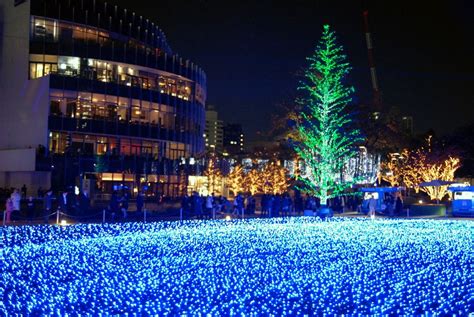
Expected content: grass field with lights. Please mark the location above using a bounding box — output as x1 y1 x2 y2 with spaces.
0 217 474 316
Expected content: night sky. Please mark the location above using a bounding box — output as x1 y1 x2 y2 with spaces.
111 0 474 140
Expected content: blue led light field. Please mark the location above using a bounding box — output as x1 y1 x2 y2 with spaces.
0 218 474 316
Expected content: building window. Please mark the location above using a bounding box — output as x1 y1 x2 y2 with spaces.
30 63 58 79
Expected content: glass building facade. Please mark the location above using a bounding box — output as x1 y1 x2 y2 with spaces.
24 0 206 196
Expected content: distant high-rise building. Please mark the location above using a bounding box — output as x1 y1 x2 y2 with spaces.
401 116 413 135
224 124 244 154
0 0 206 196
204 105 224 152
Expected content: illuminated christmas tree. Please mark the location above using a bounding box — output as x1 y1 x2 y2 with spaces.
295 25 362 205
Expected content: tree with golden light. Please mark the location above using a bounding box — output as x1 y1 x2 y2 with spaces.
420 156 461 201
381 139 461 200
243 168 262 195
262 162 288 194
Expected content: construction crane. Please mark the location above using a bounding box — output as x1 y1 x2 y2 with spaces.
363 9 382 113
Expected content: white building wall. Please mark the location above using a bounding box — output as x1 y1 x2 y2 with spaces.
0 0 51 190
0 0 49 150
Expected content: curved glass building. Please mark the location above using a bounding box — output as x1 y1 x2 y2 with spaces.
0 0 206 196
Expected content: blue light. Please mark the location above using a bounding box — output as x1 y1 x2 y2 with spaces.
0 217 474 315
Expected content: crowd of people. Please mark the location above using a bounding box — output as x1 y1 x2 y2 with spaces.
180 192 361 219
5 186 90 224
1 186 403 223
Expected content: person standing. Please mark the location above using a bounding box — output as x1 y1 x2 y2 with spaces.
204 193 214 219
26 196 35 222
21 184 26 199
43 189 53 224
38 186 44 198
10 188 21 212
109 191 119 221
136 191 144 213
369 195 377 219
5 198 13 223
120 191 129 221
395 195 403 216
59 191 71 214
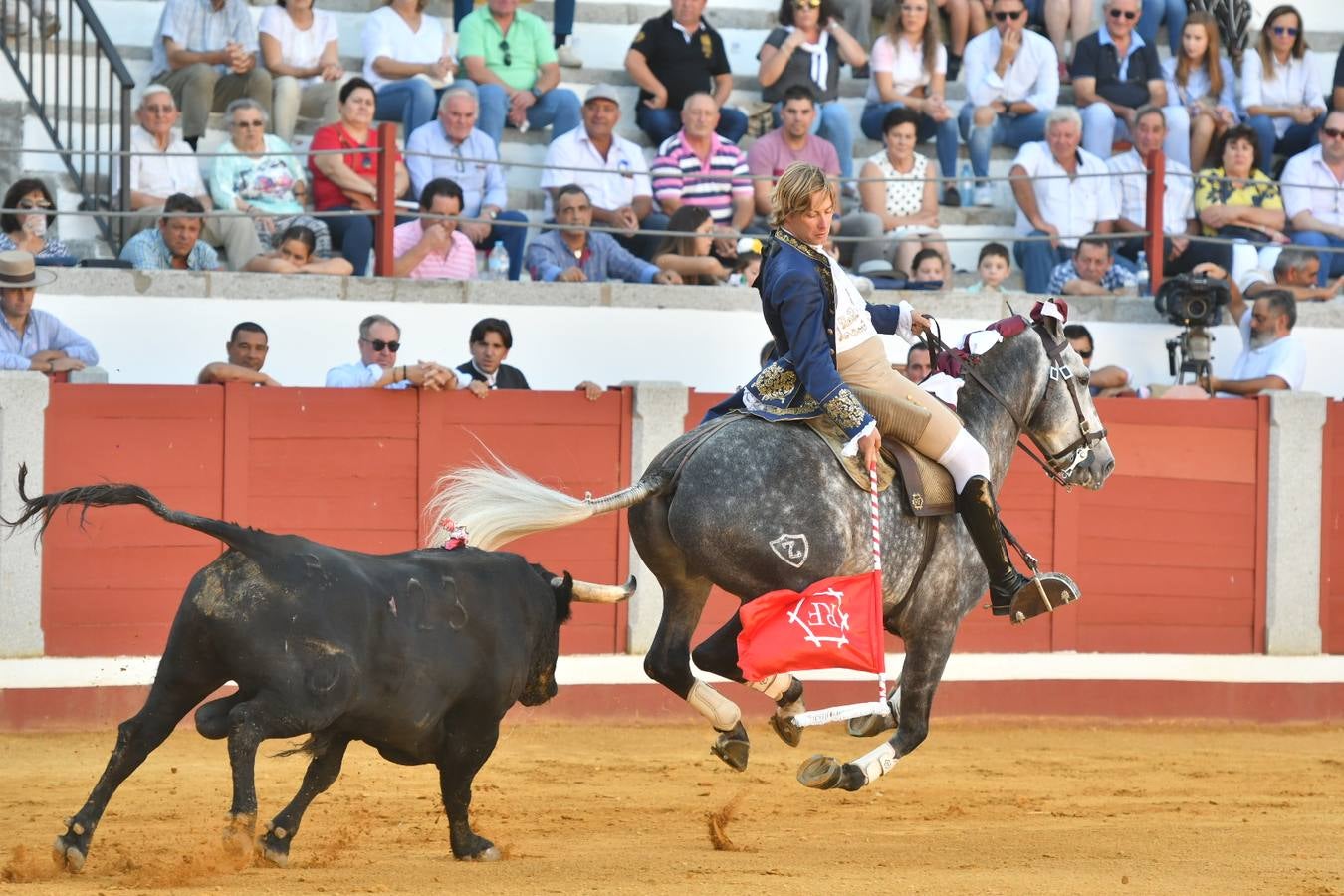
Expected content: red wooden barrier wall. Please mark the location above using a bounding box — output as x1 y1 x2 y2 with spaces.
1321 401 1344 653
687 392 1268 653
42 384 630 655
--
▶ Problem statement: Copy everything from the line containing "Expected content: distant" down to the line containing "295 25 362 205", keeping every line, including the text of the items. Shift each coordinate in the answers up by 76.

▶ Right answer:
Expected content: distant high-rise building. Please mark the location above using a bounding box — output as x1 y1 x2 y2 with spaces.
477 192 489 211
300 200 320 230
76 76 282 272
280 181 300 228
Expected content: illuminated christmas tree. Please mark the location above using a bounding box — output as x1 y1 x2 y2 with spaces.
371 101 438 281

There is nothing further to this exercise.